------ Dataset

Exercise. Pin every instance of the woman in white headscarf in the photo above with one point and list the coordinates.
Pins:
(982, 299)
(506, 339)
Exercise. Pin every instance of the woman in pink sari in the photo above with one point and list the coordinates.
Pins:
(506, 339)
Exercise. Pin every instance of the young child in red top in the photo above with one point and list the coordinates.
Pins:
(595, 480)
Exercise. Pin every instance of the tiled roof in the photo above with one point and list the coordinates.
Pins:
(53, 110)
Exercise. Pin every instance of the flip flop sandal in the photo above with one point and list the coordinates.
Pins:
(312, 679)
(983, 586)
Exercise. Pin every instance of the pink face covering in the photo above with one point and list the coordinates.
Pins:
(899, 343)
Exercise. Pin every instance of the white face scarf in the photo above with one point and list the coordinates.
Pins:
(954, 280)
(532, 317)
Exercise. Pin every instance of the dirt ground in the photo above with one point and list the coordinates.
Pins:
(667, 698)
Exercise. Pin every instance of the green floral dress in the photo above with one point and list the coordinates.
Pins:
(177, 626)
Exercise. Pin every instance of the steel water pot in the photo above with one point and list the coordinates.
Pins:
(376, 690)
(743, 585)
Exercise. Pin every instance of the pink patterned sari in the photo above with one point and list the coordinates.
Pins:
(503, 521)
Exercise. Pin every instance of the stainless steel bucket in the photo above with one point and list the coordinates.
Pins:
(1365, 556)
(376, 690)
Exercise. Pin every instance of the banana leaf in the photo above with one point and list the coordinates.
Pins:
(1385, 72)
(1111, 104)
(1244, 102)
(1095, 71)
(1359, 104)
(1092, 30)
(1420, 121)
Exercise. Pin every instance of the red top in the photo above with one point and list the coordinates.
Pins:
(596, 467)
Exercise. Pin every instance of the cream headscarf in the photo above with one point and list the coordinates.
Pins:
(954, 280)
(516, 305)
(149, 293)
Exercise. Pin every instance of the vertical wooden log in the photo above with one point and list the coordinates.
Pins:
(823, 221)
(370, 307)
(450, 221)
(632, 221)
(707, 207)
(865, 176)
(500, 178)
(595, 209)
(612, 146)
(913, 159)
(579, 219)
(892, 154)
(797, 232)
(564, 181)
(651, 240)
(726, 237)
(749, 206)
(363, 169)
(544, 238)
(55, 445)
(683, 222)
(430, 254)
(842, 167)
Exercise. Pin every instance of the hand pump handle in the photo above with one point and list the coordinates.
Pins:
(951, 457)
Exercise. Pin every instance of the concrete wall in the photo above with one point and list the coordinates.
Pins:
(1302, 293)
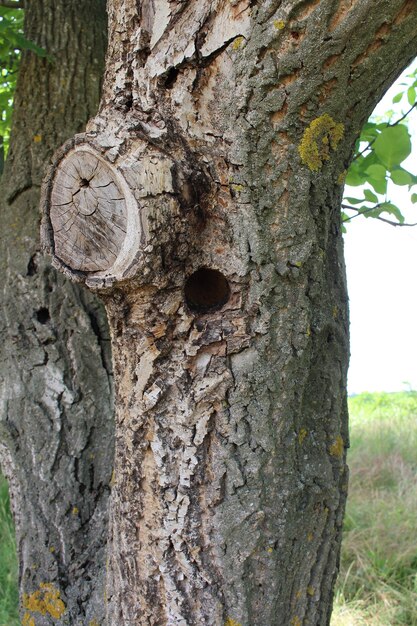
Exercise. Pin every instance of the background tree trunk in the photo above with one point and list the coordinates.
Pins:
(220, 146)
(56, 425)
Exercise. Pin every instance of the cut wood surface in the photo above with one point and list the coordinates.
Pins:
(87, 212)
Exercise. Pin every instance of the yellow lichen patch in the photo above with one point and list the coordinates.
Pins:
(28, 620)
(238, 43)
(46, 601)
(341, 178)
(321, 136)
(302, 435)
(337, 447)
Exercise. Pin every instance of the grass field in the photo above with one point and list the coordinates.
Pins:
(378, 580)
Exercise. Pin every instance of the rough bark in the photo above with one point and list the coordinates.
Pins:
(56, 422)
(226, 128)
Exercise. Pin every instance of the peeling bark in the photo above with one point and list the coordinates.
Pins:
(56, 417)
(227, 299)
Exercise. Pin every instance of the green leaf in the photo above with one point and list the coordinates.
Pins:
(401, 177)
(393, 145)
(389, 207)
(377, 171)
(354, 200)
(380, 186)
(353, 177)
(370, 196)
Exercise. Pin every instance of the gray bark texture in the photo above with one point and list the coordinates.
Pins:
(203, 205)
(56, 416)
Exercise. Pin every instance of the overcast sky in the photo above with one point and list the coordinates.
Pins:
(382, 278)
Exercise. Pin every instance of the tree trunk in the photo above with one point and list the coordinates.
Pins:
(203, 204)
(56, 426)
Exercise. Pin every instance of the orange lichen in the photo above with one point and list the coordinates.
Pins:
(337, 447)
(46, 601)
(28, 620)
(238, 42)
(321, 136)
(302, 435)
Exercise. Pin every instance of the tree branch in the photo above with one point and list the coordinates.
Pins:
(10, 4)
(377, 217)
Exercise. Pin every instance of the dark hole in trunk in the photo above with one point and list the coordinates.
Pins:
(206, 290)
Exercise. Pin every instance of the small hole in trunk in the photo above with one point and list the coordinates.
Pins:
(206, 290)
(42, 315)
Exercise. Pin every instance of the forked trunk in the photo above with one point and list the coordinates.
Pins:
(203, 204)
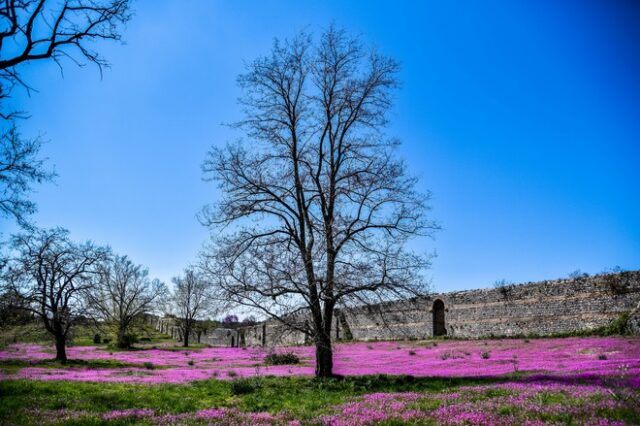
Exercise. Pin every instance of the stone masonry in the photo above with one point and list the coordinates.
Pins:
(532, 309)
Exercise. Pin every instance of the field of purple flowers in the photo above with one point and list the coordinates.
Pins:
(593, 381)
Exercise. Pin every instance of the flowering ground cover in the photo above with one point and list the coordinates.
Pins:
(592, 381)
(592, 358)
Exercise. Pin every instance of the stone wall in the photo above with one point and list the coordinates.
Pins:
(540, 308)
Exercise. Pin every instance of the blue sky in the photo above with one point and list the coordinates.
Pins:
(522, 118)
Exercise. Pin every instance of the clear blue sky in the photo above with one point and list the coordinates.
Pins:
(523, 118)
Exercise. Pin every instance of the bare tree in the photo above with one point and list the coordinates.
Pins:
(191, 302)
(32, 30)
(20, 168)
(316, 210)
(123, 293)
(35, 30)
(50, 272)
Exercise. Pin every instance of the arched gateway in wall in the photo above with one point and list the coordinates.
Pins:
(439, 328)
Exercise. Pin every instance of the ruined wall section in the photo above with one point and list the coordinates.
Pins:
(542, 308)
(531, 309)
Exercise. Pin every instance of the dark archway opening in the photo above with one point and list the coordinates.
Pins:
(439, 328)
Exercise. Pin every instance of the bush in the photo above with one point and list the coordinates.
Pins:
(127, 341)
(244, 386)
(282, 359)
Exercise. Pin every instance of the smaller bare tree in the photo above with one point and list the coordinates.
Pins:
(51, 272)
(20, 167)
(122, 294)
(191, 302)
(34, 30)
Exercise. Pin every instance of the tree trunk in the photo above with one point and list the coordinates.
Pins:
(185, 339)
(121, 343)
(324, 356)
(61, 349)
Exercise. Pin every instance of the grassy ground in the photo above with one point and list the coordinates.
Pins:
(82, 335)
(302, 398)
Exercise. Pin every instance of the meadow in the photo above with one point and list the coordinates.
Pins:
(579, 380)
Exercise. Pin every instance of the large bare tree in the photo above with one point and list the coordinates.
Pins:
(123, 293)
(316, 208)
(191, 302)
(50, 272)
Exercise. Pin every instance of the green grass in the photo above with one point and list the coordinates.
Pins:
(304, 398)
(13, 365)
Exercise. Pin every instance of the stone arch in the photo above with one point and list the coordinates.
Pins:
(439, 326)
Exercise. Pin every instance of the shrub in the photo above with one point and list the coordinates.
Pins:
(127, 341)
(281, 359)
(244, 386)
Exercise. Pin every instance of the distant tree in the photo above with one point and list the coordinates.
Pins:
(504, 286)
(316, 209)
(613, 270)
(50, 272)
(250, 320)
(122, 294)
(191, 301)
(578, 274)
(230, 319)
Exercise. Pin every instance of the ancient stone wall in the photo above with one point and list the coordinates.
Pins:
(531, 309)
(540, 309)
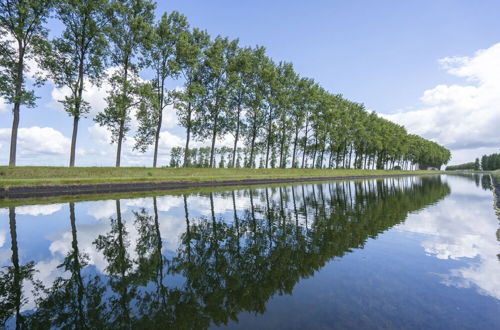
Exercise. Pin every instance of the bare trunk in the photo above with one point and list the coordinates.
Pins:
(212, 149)
(294, 153)
(157, 140)
(305, 144)
(188, 136)
(17, 105)
(120, 140)
(73, 141)
(236, 137)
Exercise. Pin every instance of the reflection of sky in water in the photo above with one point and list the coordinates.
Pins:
(427, 269)
(462, 227)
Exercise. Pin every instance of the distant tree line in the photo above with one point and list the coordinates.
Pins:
(487, 163)
(490, 162)
(281, 119)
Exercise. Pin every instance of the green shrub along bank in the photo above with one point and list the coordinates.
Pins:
(15, 176)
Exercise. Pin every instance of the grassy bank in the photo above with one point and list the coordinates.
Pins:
(30, 175)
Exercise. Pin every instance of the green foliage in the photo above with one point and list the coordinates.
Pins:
(490, 162)
(465, 166)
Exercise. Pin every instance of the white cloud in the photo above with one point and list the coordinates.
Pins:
(462, 117)
(3, 235)
(38, 140)
(3, 106)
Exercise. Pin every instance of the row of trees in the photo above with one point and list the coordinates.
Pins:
(487, 163)
(490, 162)
(227, 90)
(464, 166)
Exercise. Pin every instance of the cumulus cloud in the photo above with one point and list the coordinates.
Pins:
(3, 106)
(463, 117)
(38, 140)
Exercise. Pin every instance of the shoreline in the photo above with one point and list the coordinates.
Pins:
(61, 190)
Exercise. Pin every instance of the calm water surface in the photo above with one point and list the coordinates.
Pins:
(419, 252)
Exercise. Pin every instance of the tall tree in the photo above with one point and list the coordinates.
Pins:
(130, 22)
(24, 34)
(78, 55)
(162, 55)
(191, 48)
(215, 79)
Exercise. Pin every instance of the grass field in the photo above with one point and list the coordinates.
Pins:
(30, 175)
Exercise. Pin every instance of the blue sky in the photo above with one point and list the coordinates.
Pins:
(385, 54)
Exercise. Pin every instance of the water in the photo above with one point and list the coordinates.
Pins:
(413, 252)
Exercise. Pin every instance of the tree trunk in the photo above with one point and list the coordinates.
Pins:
(295, 145)
(16, 278)
(305, 144)
(78, 106)
(282, 148)
(212, 149)
(73, 141)
(157, 140)
(120, 140)
(252, 145)
(188, 136)
(17, 105)
(268, 140)
(237, 135)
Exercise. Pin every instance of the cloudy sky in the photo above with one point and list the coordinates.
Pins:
(433, 66)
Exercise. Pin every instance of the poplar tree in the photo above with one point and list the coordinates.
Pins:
(130, 22)
(23, 37)
(215, 79)
(77, 56)
(162, 55)
(191, 50)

------------

Every line from the line containing "Exercise. Pin every instance of the water" to the last line of the material above must be repeated exactly, and no other line.

● **Exercise result**:
Exercise. Pin every instance of the water in the photo above with one point and list the coordinates.
Pins:
(413, 252)
Exercise. Pin every instance of the tree trunk in the photo above with one point and list the coordinates.
Pins:
(295, 145)
(16, 278)
(305, 144)
(78, 106)
(282, 148)
(212, 149)
(73, 141)
(157, 140)
(120, 140)
(252, 145)
(188, 136)
(17, 105)
(268, 140)
(237, 135)
Exercise. Pin every instance of the cloudy sky in the photo above with one point and list the coordinates.
Pins:
(433, 66)
Exercise. Pin every instance of the poplar tree in the photo above with one point and list the coordinates.
Pins:
(130, 22)
(23, 37)
(215, 79)
(77, 56)
(162, 55)
(191, 50)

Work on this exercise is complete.